■ **PASSAGE PROVIDED**:
Unlike our own president, Israeli prime minister Benjamin Netanyahu has never mused that he could stand in the middle of Ben Yehuda Street and shoot someone without losing any supporters. But, in a development Donald Trump is no doubt watching closely, Netanyahu is about to find out what effect being charged with corruption has on one’s base. Israeli attorney general Avichai Mandelblit recommended on Thursday that Netanyahu be indicted on various charges of fraud, bribery and breach of trust in three corruption cases in which the prime minister is implicated, introducing a new wild card into a general election campaign with just 40 days to go.
In a 57-page letter to Netanyahu’s lawyers, Mandelblit said he should be charged with fraud and breach of trust in Case 1000, in which the prime minister and his wife Sara are accused of taking hundreds of thousands of dollars worth of gifts from wealthy benefactors in exchange for political favors. He is to face the same charges in Case 2000, as well as bribery and breach-of-trust charges in Case 4000, both of which revolve around deals he allegedly sought with the owners of media outlets to trade favorable coverage of him for regulatory or legislative changes that would advantage their businesses.
Mandelblit’s letter does not mean Netanyahu has been formally charged yet; Netanyahu’s legal team will have an opportunity to present a defense and make a case for dropping the charges before Mandelblit makes a final decision on whether or not to indict him. That process could take weeks or months. If he is tried and convicted of these crimes, Netanyahu could face serious prison time, including up to ten years for the bribery charge. Nonetheless, he is not legally required to step down and has rejected calls for his resignation from other Israeli political figures.

Stored items from a collection

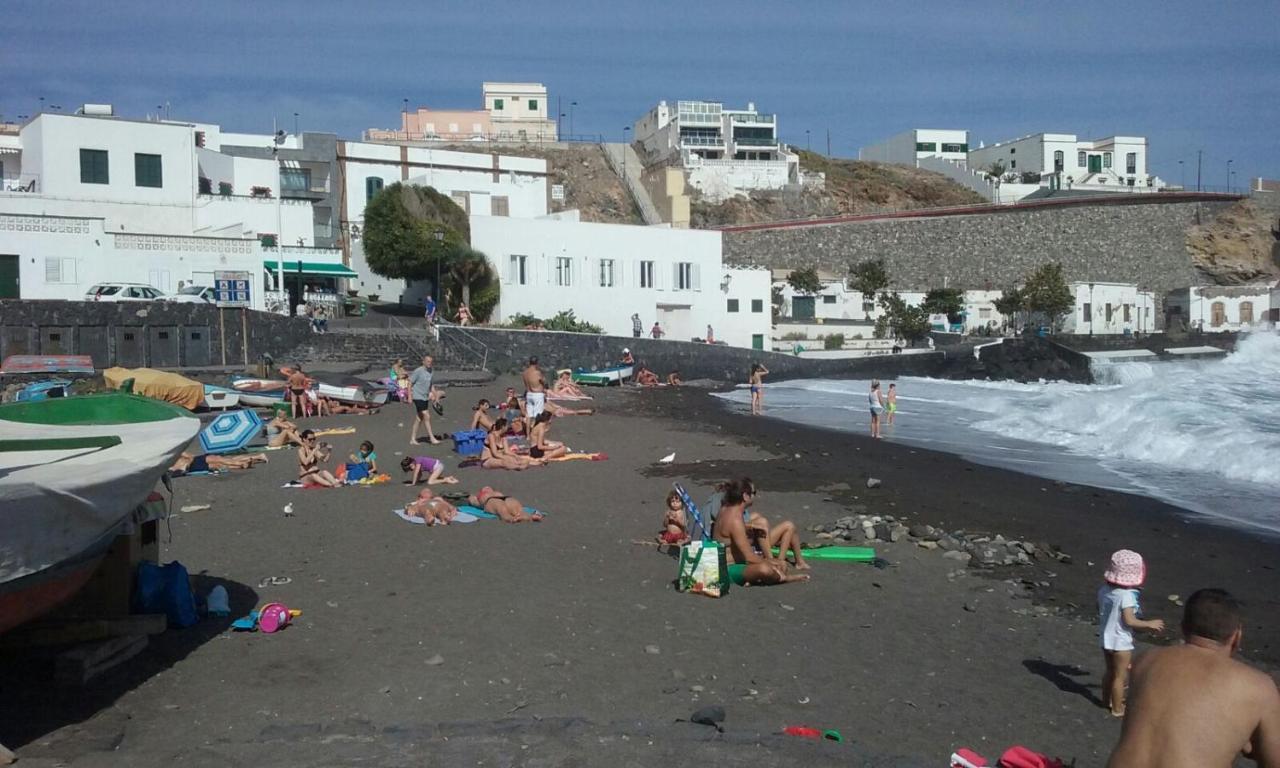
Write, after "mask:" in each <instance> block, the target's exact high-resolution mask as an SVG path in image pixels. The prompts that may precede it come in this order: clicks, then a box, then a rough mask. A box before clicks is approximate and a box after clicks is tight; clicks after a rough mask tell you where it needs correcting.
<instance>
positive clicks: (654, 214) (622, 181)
mask: <svg viewBox="0 0 1280 768" xmlns="http://www.w3.org/2000/svg"><path fill="white" fill-rule="evenodd" d="M600 148H602V150H604V159H605V160H608V163H609V168H612V169H613V173H616V174H618V178H620V179H621V180H622V188H623V189H626V192H627V195H628V196H630V197H631V200H634V201H635V204H636V207H637V209H639V210H640V218H641V219H644V223H645V224H650V225H652V224H662V223H663V221H662V215H660V214H658V207H657V206H655V205H653V200H650V198H649V191H648V189H645V188H644V183H641V180H640V174H641V173H644V165H643V164H641V163H640V156H639V155H636V151H635V148H632V146H631V145H628V143H603V145H600Z"/></svg>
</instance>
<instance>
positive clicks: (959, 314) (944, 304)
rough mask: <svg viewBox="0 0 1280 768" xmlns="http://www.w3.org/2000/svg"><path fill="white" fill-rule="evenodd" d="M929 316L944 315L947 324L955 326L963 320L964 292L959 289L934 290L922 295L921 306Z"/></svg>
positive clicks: (937, 288) (925, 293)
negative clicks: (929, 315)
mask: <svg viewBox="0 0 1280 768" xmlns="http://www.w3.org/2000/svg"><path fill="white" fill-rule="evenodd" d="M922 306H923V307H924V310H925V311H927V312H929V314H931V315H946V316H947V323H950V324H952V325H955V324H956V323H960V320H963V319H964V315H963V314H961V312H964V292H963V291H960V289H959V288H934V289H932V291H929V292H928V293H925V294H924V303H923V305H922Z"/></svg>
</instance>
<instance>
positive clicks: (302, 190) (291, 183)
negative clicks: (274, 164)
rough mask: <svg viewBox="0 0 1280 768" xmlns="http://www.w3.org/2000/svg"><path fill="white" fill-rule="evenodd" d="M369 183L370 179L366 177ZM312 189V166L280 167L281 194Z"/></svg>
mask: <svg viewBox="0 0 1280 768" xmlns="http://www.w3.org/2000/svg"><path fill="white" fill-rule="evenodd" d="M365 184H366V186H367V184H369V179H365ZM310 191H311V169H310V168H282V169H280V195H288V193H291V192H292V193H294V195H297V193H300V192H301V193H306V192H310Z"/></svg>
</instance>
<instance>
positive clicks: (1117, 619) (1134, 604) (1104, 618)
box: [1098, 549, 1165, 717]
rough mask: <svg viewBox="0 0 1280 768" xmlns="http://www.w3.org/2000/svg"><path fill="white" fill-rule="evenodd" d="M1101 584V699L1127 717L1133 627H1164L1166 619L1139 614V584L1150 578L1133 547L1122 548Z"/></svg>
mask: <svg viewBox="0 0 1280 768" xmlns="http://www.w3.org/2000/svg"><path fill="white" fill-rule="evenodd" d="M1102 579H1103V580H1106V584H1103V585H1102V586H1101V588H1098V635H1100V636H1101V640H1102V655H1103V657H1105V660H1106V666H1107V671H1106V675H1105V676H1103V678H1102V703H1103V704H1105V705H1106V707H1108V708H1111V714H1114V716H1115V717H1124V699H1125V685H1126V684H1128V682H1129V663H1130V660H1132V659H1133V630H1152V631H1155V632H1162V631H1165V622H1164V621H1161V620H1158V618H1156V620H1151V621H1146V620H1142V618H1138V612H1139V608H1138V588H1139V586H1142V582H1143V581H1146V580H1147V563H1144V562H1143V561H1142V556H1140V554H1138V553H1137V552H1133V550H1130V549H1119V550H1116V552H1115V553H1114V554H1112V556H1111V564H1110V566H1107V570H1106V572H1105V573H1103V575H1102Z"/></svg>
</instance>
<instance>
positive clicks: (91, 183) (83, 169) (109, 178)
mask: <svg viewBox="0 0 1280 768" xmlns="http://www.w3.org/2000/svg"><path fill="white" fill-rule="evenodd" d="M81 183H82V184H109V183H110V177H109V174H108V169H106V150H81Z"/></svg>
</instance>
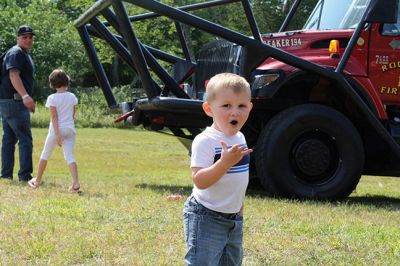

■ **TASKS AND EXERCISES**:
A. Reproduce the part of the article on Netanyahu's corruption cases starting with "In a 57-page" and going on through "advantage their businesses.".
B. In the article on Netanyahu's corruption cases, what is the maximum prison term Netanyahu could face for the bribery charge?

■ **SOLUTIONS BELOW**:
A.
In a 57-page letter to Netanyahu’s lawyers, Mandelblit said he should be charged with fraud and breach of trust in Case 1000, in which the prime minister and his wife Sara are accused of taking hundreds of thousands of dollars worth of gifts from wealthy benefactors in exchange for political favors. He is to face the same charges in Case 2000, as well as bribery and breach-of-trust charges in Case 4000, both of which revolve around deals he allegedly sought with the owners of media outlets to trade favorable coverage of him for regulatory or legislative changes that would advantage their businesses.

B. Up to ten years.